# Bleigießen fast geschenkt !!!!



## Ferry (27. Januar 2004)

Hallo Angelfreunde,

jeder von euch kennt die Problematik mit dem Grundblei. Oft sind die Bleie zu teuer und für gewisse Preise nur in äußerst geringen Stückzahlen zu haben. An Flüssen hat man zudem das Problem, dass mit jedem Hänger auch das Blei verschwunden sein könnte, was den Geldbeutel strapaziert auf Dauer. Auch kommt es bei den meist runden Formen dazu, dass die Strömung runde Bleie auf dem Gewässergrund „ kullern „ lässt. Ich habe nach ettlichen Versuchen mit unprofessionellen Methoden, wie Muttern, Radauswuchtgewichten usw. als Ersatz für Grundblei mehr durch Zufall eine Alternative zur kostengünstigen Herstellung von Blei gefunden, wo jeder die Gewichtsklassen selber bestimmen kann bei der Herstellung.
Formen zu kaufen ist zwar auch nicht schlecht, nur hat man meisst nicht mehr wie 4-5 Gußnester zur Auswahl und die Gewichtsklassen stehen fest beim Guß. Zumahl die Formen recht teuer sind. Gips eignet sich nur, wenn er trocken gebrannt wurde sonst spritzt es beim gießen.

| Deine Aufgaben |
- a) Unter welcher Bedingung eignet sich Gips laut dem Forumsbeitrag zum Bleigießen als Gussform?
- b) Bitte schreib den Forumsbeitrag zum Bleigießen nach seinem letzten Satz weiter.

Auszüge aus Punktannotationsdaten:

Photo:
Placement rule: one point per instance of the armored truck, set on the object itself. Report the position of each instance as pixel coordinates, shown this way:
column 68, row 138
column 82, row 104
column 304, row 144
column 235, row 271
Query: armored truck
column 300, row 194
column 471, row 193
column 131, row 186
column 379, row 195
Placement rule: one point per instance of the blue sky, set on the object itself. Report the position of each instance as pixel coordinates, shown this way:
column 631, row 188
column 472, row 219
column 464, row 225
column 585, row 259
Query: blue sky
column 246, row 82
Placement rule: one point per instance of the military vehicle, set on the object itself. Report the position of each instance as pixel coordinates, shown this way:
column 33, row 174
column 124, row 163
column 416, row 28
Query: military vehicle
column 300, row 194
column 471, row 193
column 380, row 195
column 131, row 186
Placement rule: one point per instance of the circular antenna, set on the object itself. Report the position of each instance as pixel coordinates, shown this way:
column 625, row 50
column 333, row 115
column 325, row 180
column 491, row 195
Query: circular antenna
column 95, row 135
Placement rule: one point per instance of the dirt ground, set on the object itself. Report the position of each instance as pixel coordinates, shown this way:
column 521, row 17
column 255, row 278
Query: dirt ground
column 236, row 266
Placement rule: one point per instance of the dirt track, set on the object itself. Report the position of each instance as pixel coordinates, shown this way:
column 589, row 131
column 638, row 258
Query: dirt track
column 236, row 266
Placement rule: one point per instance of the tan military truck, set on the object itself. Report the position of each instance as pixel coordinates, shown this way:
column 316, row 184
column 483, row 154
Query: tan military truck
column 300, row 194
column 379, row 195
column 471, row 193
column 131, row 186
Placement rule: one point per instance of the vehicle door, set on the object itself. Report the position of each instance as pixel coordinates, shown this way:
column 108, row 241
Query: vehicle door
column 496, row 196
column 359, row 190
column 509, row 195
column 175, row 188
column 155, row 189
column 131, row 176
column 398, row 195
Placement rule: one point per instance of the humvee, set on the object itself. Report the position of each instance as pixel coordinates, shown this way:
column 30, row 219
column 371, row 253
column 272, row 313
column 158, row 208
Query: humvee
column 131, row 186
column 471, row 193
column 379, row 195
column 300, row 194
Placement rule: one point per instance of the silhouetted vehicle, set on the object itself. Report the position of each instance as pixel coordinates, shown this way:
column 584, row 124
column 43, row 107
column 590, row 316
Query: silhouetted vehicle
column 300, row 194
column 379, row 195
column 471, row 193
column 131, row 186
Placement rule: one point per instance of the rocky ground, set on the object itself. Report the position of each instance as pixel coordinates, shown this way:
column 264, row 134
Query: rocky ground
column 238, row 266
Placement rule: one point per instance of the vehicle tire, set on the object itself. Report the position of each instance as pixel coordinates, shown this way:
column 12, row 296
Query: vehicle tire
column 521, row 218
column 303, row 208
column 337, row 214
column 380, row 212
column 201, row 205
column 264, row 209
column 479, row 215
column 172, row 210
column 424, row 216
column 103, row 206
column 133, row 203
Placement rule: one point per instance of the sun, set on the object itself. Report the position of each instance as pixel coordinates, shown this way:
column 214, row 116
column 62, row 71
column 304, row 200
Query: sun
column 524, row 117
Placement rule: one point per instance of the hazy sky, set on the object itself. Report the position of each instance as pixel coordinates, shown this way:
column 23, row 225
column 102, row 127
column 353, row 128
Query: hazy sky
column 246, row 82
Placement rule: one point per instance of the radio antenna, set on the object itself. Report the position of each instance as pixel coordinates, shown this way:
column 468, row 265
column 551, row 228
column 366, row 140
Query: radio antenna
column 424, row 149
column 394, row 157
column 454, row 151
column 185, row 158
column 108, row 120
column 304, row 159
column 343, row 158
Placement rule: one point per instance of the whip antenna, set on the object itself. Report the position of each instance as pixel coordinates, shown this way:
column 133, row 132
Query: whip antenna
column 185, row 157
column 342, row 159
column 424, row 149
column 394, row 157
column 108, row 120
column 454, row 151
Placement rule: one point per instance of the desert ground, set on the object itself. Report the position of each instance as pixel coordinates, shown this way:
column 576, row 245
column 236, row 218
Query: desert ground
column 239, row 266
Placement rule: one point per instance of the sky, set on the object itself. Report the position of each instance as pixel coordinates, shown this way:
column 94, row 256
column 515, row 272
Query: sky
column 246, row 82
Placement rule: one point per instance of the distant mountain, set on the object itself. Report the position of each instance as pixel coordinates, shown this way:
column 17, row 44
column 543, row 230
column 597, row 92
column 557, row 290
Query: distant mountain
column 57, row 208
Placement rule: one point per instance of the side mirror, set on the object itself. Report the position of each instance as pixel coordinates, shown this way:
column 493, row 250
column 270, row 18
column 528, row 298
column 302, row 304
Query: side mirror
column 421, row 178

| Lösungen zur Übung |
- a) Nur wenn er trocken gebrannt wurde, sonst spritzt es beim Gießen.

- b)
Die Form die ich gewählt habe ist in jedem Haushalt als Abfallprodukt vorhanden. Für meine Bleie, die ich gieße und nur noch verwende , nehme ich die Hüllen von Tee-Lichtern. Diese gibt es im 100er Pack für 3 Euro. Die Metallhülle der ehemaligen od. abgebrannten Kerzen sind optimal und als Einwegform sehr gut zu verwenden. Auch eignen sich hervorragend Verschlüsse von Schnaps -od. Bierflaschen ( Plaste entfernen innen! )
Das Blei hole ich mir vom Reifendienst, dort gibt’s genug für umsonst!
Zum erhitzen verwende ich einen Gasbrenner und einen alten Kochtopf von Muttern sowie eine Stahl – Soßenkelle zum schöpfen und gießen.

Mann kann beim Gießen (auch unter Verwendung einer Küchenwaage ) Gewichte ab 30g bis hin zu 250 g bei den kleinen und 600 g bei den großen Teelichtern herstellen.
Bei Schnapsflaschenverschlüssen geht’s von ca. 10g – 90 g als kleine Form. Optimal fürs Pickern.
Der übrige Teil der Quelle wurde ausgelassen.